- _Source_
If you wanted to, you could describe Wednesday’s key data out of the world’s largest economy as a kind of worst-case conjuncture.
I don’t think it’s necessary to be quite that pessimistic, but if you’re so inclined, I wouldn’t blame you.
The US labor market remained a funhouse mirror headed into the final month of 2022, the closely-watched JOLTS report showed, while the December vintage of America’s marquee manufacturing survey printed in contraction territory again.
Together, the data painted a picture of an overheating jobs market and a cooling economy. Because the Fed is determined to realign labor demand with a still scarce supply of workers, policymakers will likely ignore evidence of a broader economic slowdown up to and until wage growth decelerates consistent with the inflation fight.
ISM manufacturing printed a below-consensus 48.4 for December, the lowest since May of 2020, as a gauge of new orders slipped to 45.2 and a measure of production fell below the 50 demarcation line.

The final read on S&P Global’s manufacturing PMI for the US, released on Tuesday, matched the flash print, which in this case isn’t a good thing.

- _Requirement A_
According to the article on US economic data, what reading did ISM manufacturing print for December?
- _Requirement B_
Rewrite the records from the line with "Trace the outline of every instance of the man" through the end of the records, changing "blue blazer" to "navy blazer" and leaving everything else as it is.

- _Excerpted data_
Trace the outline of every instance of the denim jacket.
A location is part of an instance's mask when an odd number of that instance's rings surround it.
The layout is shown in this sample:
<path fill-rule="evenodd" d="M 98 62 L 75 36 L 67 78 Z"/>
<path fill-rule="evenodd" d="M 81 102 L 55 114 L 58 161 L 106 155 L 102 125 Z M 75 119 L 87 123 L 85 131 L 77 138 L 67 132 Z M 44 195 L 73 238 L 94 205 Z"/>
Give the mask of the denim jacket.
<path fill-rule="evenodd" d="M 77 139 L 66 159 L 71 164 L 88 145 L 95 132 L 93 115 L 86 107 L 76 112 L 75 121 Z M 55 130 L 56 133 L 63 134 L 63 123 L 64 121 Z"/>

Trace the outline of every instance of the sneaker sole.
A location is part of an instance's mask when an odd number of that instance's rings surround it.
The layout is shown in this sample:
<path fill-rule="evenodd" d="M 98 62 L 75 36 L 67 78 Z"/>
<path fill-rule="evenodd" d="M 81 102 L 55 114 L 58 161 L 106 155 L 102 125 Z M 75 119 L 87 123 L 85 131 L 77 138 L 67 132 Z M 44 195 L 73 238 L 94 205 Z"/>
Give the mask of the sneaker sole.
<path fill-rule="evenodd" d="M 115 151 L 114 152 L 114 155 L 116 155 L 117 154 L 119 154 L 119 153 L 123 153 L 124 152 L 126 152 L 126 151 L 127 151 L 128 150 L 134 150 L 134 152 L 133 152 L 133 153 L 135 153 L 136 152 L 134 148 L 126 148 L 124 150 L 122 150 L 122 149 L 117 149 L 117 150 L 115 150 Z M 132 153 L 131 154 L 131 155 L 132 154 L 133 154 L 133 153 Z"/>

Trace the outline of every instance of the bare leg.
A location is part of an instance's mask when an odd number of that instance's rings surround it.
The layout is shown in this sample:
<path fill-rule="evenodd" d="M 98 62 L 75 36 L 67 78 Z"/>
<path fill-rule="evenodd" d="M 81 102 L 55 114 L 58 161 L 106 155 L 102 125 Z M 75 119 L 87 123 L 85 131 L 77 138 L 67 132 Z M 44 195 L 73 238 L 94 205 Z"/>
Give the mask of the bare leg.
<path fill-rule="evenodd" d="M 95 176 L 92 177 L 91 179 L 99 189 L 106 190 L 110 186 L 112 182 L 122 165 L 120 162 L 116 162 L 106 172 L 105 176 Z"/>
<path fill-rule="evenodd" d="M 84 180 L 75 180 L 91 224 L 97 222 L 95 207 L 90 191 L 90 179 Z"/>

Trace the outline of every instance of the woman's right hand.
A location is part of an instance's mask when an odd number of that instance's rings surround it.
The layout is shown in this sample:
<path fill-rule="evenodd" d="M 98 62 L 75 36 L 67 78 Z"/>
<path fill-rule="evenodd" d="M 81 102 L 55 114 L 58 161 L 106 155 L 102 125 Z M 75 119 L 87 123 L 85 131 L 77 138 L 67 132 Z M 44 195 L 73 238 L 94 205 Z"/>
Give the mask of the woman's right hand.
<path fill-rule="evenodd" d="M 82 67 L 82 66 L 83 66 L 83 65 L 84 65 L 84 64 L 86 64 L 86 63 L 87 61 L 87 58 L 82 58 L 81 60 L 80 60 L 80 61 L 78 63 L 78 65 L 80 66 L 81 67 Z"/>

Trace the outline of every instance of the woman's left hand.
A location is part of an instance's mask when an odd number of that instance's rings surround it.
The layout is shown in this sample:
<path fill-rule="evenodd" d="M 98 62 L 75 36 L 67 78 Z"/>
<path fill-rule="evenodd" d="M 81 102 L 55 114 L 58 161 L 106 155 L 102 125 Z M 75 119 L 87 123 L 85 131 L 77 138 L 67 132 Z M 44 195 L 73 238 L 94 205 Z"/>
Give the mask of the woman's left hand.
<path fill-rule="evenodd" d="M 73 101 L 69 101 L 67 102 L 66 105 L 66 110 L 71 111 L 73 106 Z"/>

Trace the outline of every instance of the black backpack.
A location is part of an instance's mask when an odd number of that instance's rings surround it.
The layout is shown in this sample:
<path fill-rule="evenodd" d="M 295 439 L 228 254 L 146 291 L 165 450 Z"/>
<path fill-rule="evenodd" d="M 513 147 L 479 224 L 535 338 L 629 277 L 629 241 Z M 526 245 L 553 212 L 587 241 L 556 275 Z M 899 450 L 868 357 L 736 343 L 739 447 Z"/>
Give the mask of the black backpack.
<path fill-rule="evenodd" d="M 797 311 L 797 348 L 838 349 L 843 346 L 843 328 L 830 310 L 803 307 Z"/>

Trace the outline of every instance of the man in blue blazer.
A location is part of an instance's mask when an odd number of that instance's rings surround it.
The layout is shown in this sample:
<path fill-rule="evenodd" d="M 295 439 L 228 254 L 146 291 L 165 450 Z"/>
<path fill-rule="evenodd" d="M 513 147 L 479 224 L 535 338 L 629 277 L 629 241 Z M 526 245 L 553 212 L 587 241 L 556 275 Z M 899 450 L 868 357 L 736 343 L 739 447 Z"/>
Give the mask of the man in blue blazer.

- _Output A_
A below-consensus 48.4, the lowest since May of 2020.

- _Output B_
Trace the outline of every instance of the man in navy blazer.
A location is part of an instance's mask when an odd number of that instance's rings surround it.
The layout is shown in this sample:
<path fill-rule="evenodd" d="M 295 439 L 228 254 L 146 291 L 165 450 Z"/>
<path fill-rule="evenodd" d="M 513 147 L 479 224 L 535 338 L 629 277 L 629 241 Z M 526 245 L 553 212 L 587 241 L 556 275 Z M 899 450 L 868 357 L 736 343 L 739 447 Z"/>
Give the mask of the man in navy blazer.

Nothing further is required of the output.